▶ 本文抜粋:

%%

水を田に満たす水無月(みなづき)、雨期の月ともいわれる6月が終わりに近づいている。この月を振り返ってみるとそれほど雨に見舞われたという感じがしない。というのも、梅雨入りが遅れたこともあるだろうが、雨の日になっても梅雨前線が停滞せずに何食わぬ顔で南の沿岸に沿って素通りしたことによるからだろう。

雨が上がれば、晴れ間のあいだに麦わら帽をかぶって草取りに出る。庭つづきの砂利が敷き詰められた駐車場には砂利面を押しのけるほどの元気な雑草が顔を出し、首の太い名無し草が六七十センチもあろうかと思われるほどの、蛇と見まがう茎の身を砂利に横たえていた。

炎天下を避けて午前中の1時間ほどを草取りに当てたが、曇りがちの天気でも、終わってみれば結構汗をかいている。この日は45リットル入りのビニール袋に半分ほどの雑草を刈り取ることができた。北側のドアから室内に上がって、薄暗いキッチンの冷蔵庫から取り出した冷水が喉を潤してくれたが、これが実に旨い。

%%

▶ 提示データ:
%%

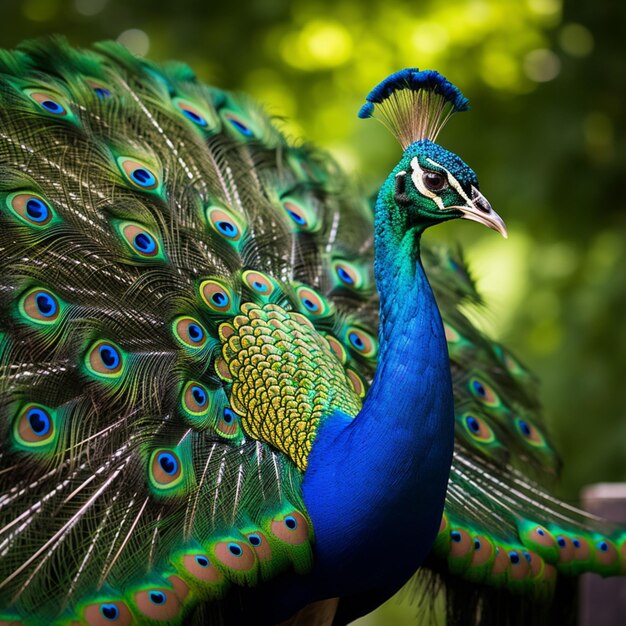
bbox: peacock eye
[422,170,448,191]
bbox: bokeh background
[0,0,626,625]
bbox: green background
[0,0,626,624]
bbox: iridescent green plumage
[0,40,623,626]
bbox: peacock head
[359,68,507,237]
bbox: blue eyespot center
[287,209,306,226]
[98,343,120,370]
[93,87,111,100]
[223,406,235,424]
[130,167,156,187]
[148,591,165,604]
[465,415,480,435]
[472,380,487,398]
[228,542,243,556]
[133,233,156,254]
[517,419,531,437]
[181,109,207,126]
[348,333,365,350]
[26,198,50,222]
[302,298,319,312]
[35,293,59,317]
[157,452,178,476]
[40,99,65,115]
[337,265,354,285]
[187,324,204,341]
[100,604,120,622]
[26,408,51,437]
[191,385,207,406]
[211,291,228,306]
[216,220,234,237]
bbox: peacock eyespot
[195,554,210,567]
[217,406,239,438]
[422,170,448,192]
[174,98,209,128]
[149,449,183,489]
[26,89,69,117]
[207,207,242,241]
[222,407,235,424]
[183,382,209,415]
[117,157,159,191]
[116,222,164,259]
[148,591,165,604]
[100,602,120,622]
[271,511,309,545]
[296,286,330,317]
[86,341,125,378]
[200,280,233,313]
[172,317,208,350]
[7,191,55,228]
[332,261,364,289]
[19,288,61,324]
[346,327,378,359]
[242,270,276,297]
[13,403,55,449]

%%

▶ 実施する課題:
• a. 本文によると、この日の草取りで刈り取った雑草はどれほどの量でしたか。
• b. 本文から、「水を田に満たす水無月(みなづ」で始まり「てくれたが、これが実に旨い。」で終わる部分をそのまま書き写してください。
上記のデータは、本文とは別の出典から取られたものです。

▶ 解答一覧:
• a. 45リットル入りのビニール袋に半分ほどです。

• b.
水を田に満たす水無月(みなづき)、雨期の月ともいわれる6月が終わりに近づいている。この月を振り返ってみるとそれほど雨に見舞われたという感じがしない。というのも、梅雨入りが遅れたこともあるだろうが、雨の日になっても梅雨前線が停滞せずに何食わぬ顔で南の沿岸に沿って素通りしたことによるからだろう。

雨が上がれば、晴れ間のあいだに麦わら帽をかぶって草取りに出る。庭つづきの砂利が敷き詰められた駐車場には砂利面を押しのけるほどの元気な雑草が顔を出し、首の太い名無し草が六七十センチもあろうかと思われるほどの、蛇と見まがう茎の身を砂利に横たえていた。

炎天下を避けて午前中の1時間ほどを草取りに当てたが、曇りがちの天気でも、終わってみれば結構汗をかいている。この日は45リットル入りのビニール袋に半分ほどの雑草を刈り取ることができた。北側のドアから室内に上がって、薄暗いキッチンの冷蔵庫から取り出した冷水が喉を潤してくれたが、これが実に旨い。